-- Recorded information follows --

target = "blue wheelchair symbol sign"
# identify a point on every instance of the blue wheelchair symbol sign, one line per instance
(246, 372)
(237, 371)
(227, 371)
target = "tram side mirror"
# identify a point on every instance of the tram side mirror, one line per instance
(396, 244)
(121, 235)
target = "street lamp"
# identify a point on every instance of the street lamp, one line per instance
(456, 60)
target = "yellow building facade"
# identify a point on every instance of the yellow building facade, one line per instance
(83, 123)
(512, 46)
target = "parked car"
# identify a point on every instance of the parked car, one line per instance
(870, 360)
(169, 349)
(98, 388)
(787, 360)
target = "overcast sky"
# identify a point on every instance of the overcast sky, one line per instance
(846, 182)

-- Recorded information concluded --

The records are to be duplicated in full, with every word kept exactly.

**Finished exercise:**
target = "blue wheelchair symbol sign"
# identify a point on every instance of the blue wheelchair symbol sign, one line per instance
(246, 372)
(237, 371)
(227, 371)
target = "tram side mirror"
# identify a point on every instance of the tram side mirror, one line per instance
(396, 244)
(121, 235)
target = "street lamp"
# identify a point on every instance of the street lamp, one line per instance
(456, 60)
target = "yellow building facade"
# identify a point on every instance of the yellow building facade, one line per instance
(83, 123)
(512, 46)
target = "parked car"
# identify a point on every instance of the parked car, one line per instance
(870, 360)
(169, 349)
(98, 388)
(787, 360)
target = "overcast sky"
# identify a point on every instance of the overcast sky, one line per instance
(846, 182)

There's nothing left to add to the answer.